Start of Document section

RL Notes (3): Policy-Based RL
2025-12-19 · Qi Lu · Views:
In the previous article, we introduced Value-Based methods: first learn $Q^*$, then derive the policy through $\arg\max$. This approach works well in discrete action spaces, but encounters difficulties when facing the following problems:
If the action space is continuous (such as robot joint angles), how do we compute $\arg\max_a Q(s,a)$?
If the optimal policy is stochastic (such as rock-paper-scissors), how can we represent it with a deterministic policy?
Policy-Based methods provide a more direct approach: directly parameterize the policy $\pi_\theta(a|s)$ and maximize expected return through gradient ascent.
1. Why Do We Need Policy-Based Methods?
1.1 Limitations of Value-Based Methods
- Continuous action spaces are difficult: $\max_a Q(s,a)$ requires enumerating or optimizing over all actions
- Function approximation instability (Deadly Triad): Function approximation + Bootstrapping + Off-policy can diverge
- Indirect optimization objective: Minimizing TD error rather than directly optimizing expected return $J(\pi)$
- Can only learn deterministic policies: $\arg\max$ outputs deterministic actions, but stochastic policies are better in some environments
1.2 Parameterized Policies
Policy-Based methods directly parameterize the policy $\pi_\theta(a|s)$:
\[J(\theta) = \mathbb{E}_{\tau \sim \pi_\theta} \left[ G_0 \right] = \mathbb{E}_{\tau \sim \pi_\theta} \left[ \sum_{t=0}^{T} \gamma^t r_t \right]\]Common forms of policy parameterization:
-
Discrete action space: Softmax outputs Categorical distribution \(\pi_\theta(a|s) = \frac{\exp(f_\theta(s,a))}{\sum_{a'} \exp(f_\theta(s,a'))}\)
-
Continuous action space: Output parameters of Gaussian distribution $(\mu_\theta(s), \sigma_\theta(s))$ \(\pi_\theta(a|s) = \mathcal{N}(a \mid \mu_\theta(s), \sigma_\theta^2(s))\)

End of Document section
Start of Information provided

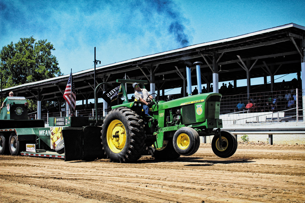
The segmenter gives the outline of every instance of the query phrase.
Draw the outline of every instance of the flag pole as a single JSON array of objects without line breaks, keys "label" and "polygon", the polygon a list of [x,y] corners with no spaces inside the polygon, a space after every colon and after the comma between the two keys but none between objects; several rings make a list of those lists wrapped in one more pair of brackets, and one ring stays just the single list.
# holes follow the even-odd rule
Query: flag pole
[{"label": "flag pole", "polygon": [[71,91],[70,94],[70,115],[72,116],[72,68],[71,68],[71,73],[70,74],[70,77],[71,78],[70,81],[71,85]]}]

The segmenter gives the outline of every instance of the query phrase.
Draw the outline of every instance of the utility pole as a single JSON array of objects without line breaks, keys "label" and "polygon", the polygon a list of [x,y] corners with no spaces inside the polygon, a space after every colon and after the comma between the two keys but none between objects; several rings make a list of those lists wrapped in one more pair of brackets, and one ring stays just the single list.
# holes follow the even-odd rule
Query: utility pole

End of Information provided

- Written exercise 1
According to the policy-based RL notes, which three things together can make value-based methods diverge?
- Written exercise 2
Using the policy-based RL notes, explain why continuous action spaces cause trouble for value-based methods.
- Written exercise 3
Pick up the policy-based RL notes at the point where they stop and continue them.
The listing has no role in any of this.

- Task response 1
Function approximation, bootstrapping, and off-policy learning.

- Task response 2
Value-based methods choose actions by taking $\max_a Q(s,a)$, which requires enumerating or optimizing over all actions. When actions are continuous, such as robot joint angles, computing that maximum is difficult.

- Task response 3
Advantages of Policy-Based Methods:
- Handle continuous actions: Directly output action distributions, no need for $\arg\max$
- Learn stochastic policies: Can output probability distributions over actions
- Direct optimization objective: Gradient ascent directly maximizes $J(\theta)$
- Better convergence properties: Small changes in policy parameters lead to small changes in policy (smoothness)
2. Policy Gradient Theorem
The Policy Gradient theorem is the theoretical foundation of Policy-Based RL, providing the gradient expression of the objective function $J(\theta)$ with respect to parameters $\theta$.
2.1 Log-Derivative Trick
The key trick for computing $\nabla_\theta J(\theta)$ is the Log-Derivative Trick:
\[\nabla_\theta p(x|\theta) = p(x|\theta) \nabla_\theta \log p(x|\theta)\]Proof: By the derivative rule for logarithms, $\nabla_\theta \log p(x|\theta) = \frac{\nabla_\theta p(x|\theta)}{p(x|\theta)}$, multiplying both sides by $p(x|\theta)$ gives the result.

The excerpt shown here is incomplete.